> Work required
Extend the essay on whether a work of art can be both monstrous and beautiful, starting after its description of the character's face reflected in the pool of his own blood.

Recently a question was posed:

“What do we do with the art of monstrous men?

It seems the right question to ask what with all that has come to light in recent weeks.

In the context of her own favorite works of art, the author considers the transgressions of Roman Polanski, Woody Allen and Bill Cosby and how these are now cognitively inseparable from their work. The author is torn between her love of the work and her disgust with the reality surrounding its creators.

“Flooded with knowledge of the maker’s monstrousness, we turn away, overcome by disgust. Or … we don’t.”

However, need this be such a source of cognitive dissonance?

Can something not be both monstrous… and beautiful?

With particularly self-referential irony, my own thoughts lingered to a single beautifully cinematic scene which wrestles with this very concept of dissonance in a masterfully layered fashion. The scene itself depicts a horribly violent end to its protagonist in an at once grotesquely violent and yet visually striking way.

***Spoiler Alert!***

Following a gunshot wound to the head, as the character’s life literally spills from his brain onto a stark white table top, we see his own countenance reflected serenely, meditatively in the expanding pool of his own blood.

> Provided information
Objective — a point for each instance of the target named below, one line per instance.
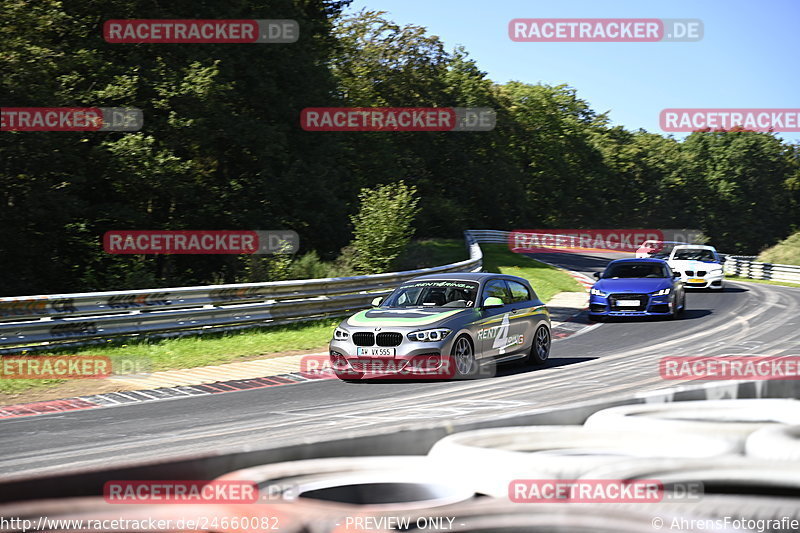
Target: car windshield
(635, 270)
(694, 254)
(434, 294)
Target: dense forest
(222, 147)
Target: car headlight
(429, 335)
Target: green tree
(383, 225)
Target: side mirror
(493, 301)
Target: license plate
(375, 352)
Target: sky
(749, 56)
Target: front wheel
(540, 350)
(466, 366)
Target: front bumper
(649, 305)
(410, 358)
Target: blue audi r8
(637, 287)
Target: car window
(434, 293)
(519, 292)
(497, 288)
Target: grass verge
(218, 348)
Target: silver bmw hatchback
(444, 326)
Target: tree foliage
(383, 226)
(222, 147)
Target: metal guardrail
(744, 266)
(60, 318)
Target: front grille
(642, 298)
(364, 338)
(389, 339)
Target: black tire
(540, 348)
(465, 366)
(349, 377)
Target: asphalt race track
(604, 360)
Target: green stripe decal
(361, 319)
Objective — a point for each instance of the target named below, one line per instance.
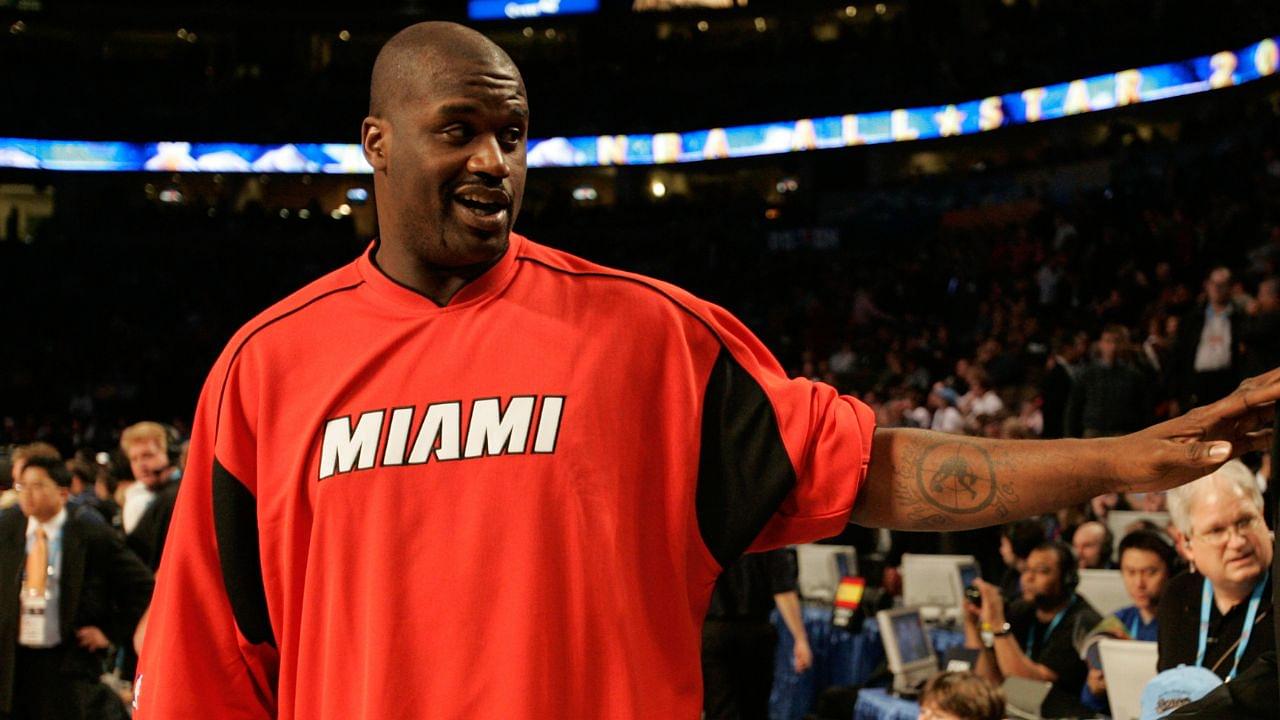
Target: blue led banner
(517, 9)
(1032, 105)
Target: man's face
(40, 496)
(1229, 542)
(149, 461)
(1107, 346)
(1144, 574)
(1087, 543)
(453, 160)
(1042, 578)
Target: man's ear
(374, 140)
(1182, 545)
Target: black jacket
(101, 584)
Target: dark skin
(448, 117)
(446, 136)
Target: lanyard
(55, 552)
(1052, 625)
(1207, 600)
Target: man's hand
(1097, 683)
(927, 481)
(992, 605)
(801, 657)
(92, 638)
(1194, 445)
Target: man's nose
(488, 158)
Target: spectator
(1111, 396)
(981, 401)
(1037, 637)
(960, 696)
(1147, 561)
(739, 639)
(1207, 352)
(946, 418)
(1016, 542)
(81, 591)
(1214, 616)
(146, 445)
(1093, 543)
(18, 461)
(1060, 374)
(82, 499)
(1261, 331)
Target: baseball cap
(1174, 688)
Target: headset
(1066, 564)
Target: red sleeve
(782, 459)
(209, 650)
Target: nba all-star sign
(1032, 105)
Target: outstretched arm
(926, 481)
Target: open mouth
(480, 206)
(483, 209)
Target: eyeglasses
(931, 712)
(1219, 536)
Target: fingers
(1208, 454)
(1261, 390)
(1257, 441)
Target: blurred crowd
(1078, 309)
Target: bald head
(1092, 545)
(416, 55)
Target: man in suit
(68, 589)
(146, 446)
(1206, 359)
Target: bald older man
(1092, 543)
(469, 475)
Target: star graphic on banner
(950, 121)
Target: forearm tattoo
(954, 483)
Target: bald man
(1092, 545)
(469, 475)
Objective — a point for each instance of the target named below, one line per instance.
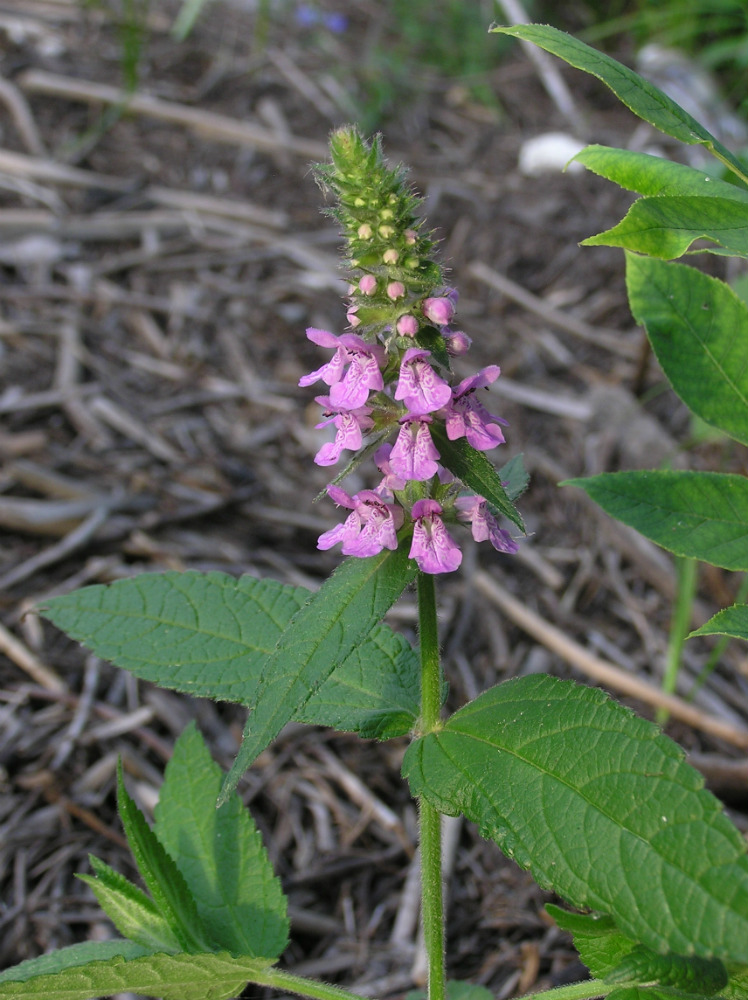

> Output below
Without a single utterance of dialogue, the scene and the twisting events that led to it pushes our minds to struggle with what just happened, it forces the cognitive dissonance knowingly upon us and challenges us to ask ourselves,

“Is this monstrous or is it beautiful?”

And while our rational, law-abiding side retracts instinctively from the horror of the scene and what has just transpired, our creative, artistic side is drawn to the curious juxtapositions of color, reflection, material and meaning in the hauntingly still frames before our eyes.

We know it is monstrous. And yet we know it is beautiful as well. It can be both, and yet we feel our mind struggle with this.

That this character was played by one of reality’s monsters dujour, i.e. Kevin Spacey, now brings us hurtling through time and space back to the present day of bizarre events.

Our mind must now struggle with a secondary or even tertiary layer of contradictions. Should this scene which brings monstrosity and beauty together now be eschewed or forever tainted due to the actor that portrayed it?

The answer I believe lies both in the scene itself and how the Paris Review author has tried to analyze it. As she describes the crux of her question:

“They did or said something awful, and made something great.

The awful thing disrupts the great work.

We can’t watch or listen to or read the great work without remembering the awful thing.”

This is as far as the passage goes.